Named-object pointing listing
:::
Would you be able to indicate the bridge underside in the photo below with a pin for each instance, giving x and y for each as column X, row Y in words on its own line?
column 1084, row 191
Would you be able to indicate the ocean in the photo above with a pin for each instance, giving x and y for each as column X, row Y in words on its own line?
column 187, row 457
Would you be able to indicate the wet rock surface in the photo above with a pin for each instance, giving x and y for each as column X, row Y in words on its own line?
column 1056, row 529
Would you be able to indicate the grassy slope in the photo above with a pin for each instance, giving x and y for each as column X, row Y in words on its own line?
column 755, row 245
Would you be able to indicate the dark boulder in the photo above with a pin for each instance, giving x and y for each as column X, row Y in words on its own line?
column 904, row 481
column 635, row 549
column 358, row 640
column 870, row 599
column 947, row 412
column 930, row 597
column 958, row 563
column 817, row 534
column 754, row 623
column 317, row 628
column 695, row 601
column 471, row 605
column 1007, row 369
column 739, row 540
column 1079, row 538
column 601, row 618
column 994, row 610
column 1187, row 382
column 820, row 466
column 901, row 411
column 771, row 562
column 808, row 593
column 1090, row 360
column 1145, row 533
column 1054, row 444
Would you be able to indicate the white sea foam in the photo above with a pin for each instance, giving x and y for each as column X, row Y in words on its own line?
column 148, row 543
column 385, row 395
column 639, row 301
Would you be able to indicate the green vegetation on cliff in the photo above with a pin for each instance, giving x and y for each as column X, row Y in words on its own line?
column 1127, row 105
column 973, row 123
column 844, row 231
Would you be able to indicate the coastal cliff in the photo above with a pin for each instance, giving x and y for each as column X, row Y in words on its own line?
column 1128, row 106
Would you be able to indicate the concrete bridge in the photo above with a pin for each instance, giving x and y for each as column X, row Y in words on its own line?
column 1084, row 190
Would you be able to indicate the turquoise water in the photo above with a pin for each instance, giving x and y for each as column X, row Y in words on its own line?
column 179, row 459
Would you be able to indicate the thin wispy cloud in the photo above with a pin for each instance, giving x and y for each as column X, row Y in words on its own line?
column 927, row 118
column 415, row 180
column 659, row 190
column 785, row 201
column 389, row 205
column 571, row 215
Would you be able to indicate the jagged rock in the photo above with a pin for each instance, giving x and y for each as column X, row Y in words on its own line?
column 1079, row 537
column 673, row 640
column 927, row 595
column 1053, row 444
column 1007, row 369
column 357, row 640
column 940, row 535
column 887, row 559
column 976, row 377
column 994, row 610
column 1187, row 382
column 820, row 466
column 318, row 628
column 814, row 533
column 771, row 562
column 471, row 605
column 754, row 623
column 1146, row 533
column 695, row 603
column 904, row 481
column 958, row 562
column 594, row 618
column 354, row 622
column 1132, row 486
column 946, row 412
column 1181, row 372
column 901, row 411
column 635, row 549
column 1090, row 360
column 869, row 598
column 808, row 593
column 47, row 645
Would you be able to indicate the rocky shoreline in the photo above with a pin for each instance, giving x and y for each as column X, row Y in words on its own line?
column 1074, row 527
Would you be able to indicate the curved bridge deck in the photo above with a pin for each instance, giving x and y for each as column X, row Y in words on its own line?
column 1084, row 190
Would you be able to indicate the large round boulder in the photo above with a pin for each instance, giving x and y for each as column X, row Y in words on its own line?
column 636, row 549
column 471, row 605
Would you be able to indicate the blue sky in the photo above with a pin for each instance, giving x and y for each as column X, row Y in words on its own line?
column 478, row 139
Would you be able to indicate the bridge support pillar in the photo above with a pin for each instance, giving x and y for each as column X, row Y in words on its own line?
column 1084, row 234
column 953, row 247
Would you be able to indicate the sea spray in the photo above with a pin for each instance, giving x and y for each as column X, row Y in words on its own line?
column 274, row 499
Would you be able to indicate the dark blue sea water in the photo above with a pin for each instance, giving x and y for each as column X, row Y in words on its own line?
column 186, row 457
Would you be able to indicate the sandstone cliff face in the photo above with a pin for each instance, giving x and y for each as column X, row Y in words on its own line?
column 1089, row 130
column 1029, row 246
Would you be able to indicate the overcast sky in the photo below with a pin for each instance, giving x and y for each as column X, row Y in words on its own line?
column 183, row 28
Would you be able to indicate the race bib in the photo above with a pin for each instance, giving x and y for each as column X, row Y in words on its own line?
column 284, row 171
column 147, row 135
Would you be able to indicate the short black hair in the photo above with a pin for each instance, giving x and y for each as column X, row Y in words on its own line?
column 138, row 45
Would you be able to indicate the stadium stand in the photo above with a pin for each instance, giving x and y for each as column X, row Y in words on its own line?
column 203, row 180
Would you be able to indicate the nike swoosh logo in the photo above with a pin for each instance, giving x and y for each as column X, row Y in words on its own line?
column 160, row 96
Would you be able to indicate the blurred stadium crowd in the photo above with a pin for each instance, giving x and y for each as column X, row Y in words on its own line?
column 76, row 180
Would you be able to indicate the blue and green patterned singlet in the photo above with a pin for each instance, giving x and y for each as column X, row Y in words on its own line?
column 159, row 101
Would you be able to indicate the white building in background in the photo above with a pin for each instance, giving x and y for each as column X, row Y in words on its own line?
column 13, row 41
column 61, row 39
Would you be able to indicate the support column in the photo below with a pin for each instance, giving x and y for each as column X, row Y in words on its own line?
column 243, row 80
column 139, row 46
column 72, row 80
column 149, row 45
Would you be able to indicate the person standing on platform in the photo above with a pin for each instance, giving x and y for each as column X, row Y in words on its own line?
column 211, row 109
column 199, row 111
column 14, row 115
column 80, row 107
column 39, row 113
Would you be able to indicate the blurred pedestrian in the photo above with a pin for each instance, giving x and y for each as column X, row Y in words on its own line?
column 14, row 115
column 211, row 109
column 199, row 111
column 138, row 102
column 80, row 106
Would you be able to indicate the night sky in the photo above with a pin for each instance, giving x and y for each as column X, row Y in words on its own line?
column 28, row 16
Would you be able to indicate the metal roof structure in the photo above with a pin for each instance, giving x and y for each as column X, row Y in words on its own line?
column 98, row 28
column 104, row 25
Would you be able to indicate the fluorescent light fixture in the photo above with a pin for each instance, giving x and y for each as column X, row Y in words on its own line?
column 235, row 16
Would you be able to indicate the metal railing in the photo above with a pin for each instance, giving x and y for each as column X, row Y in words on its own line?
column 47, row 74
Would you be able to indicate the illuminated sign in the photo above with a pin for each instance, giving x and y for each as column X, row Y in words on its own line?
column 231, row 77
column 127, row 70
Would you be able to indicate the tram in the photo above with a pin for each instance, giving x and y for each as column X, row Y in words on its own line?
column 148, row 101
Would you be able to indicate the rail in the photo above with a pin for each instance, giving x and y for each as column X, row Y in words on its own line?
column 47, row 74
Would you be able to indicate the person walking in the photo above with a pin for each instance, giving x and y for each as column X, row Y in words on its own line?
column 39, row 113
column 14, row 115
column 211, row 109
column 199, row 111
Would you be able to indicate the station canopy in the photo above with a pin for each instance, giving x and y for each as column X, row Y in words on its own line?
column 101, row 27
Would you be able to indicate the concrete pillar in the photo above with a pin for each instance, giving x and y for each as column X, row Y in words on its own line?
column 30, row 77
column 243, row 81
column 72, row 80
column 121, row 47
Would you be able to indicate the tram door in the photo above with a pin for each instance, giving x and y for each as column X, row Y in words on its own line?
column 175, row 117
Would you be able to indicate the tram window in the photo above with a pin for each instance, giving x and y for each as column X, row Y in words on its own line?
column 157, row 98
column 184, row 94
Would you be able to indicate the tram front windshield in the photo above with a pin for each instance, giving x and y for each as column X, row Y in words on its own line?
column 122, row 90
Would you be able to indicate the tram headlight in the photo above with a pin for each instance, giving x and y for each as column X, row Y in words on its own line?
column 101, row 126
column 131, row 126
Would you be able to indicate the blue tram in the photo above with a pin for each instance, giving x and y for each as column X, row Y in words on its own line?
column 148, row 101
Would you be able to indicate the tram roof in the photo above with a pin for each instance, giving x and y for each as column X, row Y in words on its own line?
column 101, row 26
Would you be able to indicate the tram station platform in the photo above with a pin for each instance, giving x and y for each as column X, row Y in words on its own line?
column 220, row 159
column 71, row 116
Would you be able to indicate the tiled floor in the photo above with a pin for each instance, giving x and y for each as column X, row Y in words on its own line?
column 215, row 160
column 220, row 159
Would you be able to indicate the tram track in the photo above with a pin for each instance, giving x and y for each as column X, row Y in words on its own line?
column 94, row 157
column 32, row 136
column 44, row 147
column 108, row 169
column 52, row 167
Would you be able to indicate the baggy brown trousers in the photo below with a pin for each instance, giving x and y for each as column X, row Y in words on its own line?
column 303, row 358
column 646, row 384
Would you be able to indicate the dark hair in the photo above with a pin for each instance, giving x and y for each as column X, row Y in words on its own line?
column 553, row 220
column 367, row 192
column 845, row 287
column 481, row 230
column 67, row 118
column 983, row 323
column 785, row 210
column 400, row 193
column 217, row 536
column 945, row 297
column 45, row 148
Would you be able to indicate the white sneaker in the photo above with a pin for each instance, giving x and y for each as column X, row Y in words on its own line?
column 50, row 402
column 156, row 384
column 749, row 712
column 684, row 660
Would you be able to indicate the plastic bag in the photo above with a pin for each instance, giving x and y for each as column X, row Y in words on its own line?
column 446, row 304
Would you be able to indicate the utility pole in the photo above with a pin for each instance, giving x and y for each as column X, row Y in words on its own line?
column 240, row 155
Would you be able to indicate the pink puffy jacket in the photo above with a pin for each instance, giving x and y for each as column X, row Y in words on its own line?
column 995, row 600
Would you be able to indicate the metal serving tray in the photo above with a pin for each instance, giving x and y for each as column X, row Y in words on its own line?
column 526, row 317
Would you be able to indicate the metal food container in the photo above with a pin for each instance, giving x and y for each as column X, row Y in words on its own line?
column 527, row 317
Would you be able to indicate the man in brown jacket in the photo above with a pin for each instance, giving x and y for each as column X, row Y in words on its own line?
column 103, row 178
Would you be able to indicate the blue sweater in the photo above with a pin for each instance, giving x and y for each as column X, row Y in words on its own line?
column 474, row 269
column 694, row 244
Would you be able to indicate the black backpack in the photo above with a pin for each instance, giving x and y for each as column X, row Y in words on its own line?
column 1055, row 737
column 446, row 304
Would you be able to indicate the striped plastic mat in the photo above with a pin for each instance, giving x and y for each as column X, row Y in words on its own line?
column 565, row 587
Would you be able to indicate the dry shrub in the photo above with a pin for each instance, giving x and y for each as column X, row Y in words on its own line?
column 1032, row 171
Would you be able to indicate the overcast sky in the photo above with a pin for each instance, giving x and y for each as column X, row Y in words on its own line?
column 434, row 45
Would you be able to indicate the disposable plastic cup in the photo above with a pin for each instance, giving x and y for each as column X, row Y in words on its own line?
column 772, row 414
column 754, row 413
:::
## Written exercise
Reproduce the lines of the listing above word for word, starting at the line containing "Would you be able to indicate the person walking" and ending at the line containing "column 101, row 27".

## Solution to this task
Would you be able to indicate the person walking in the photo above with a pin for each instance, giving x and y for each as column X, row Y in words on its own line?
column 39, row 113
column 14, row 115
column 211, row 109
column 199, row 111
Would you be able to indicate the station canopy in the photo above with a pin for each instance, giving x and y for each as column X, row Y in words on its own line?
column 101, row 27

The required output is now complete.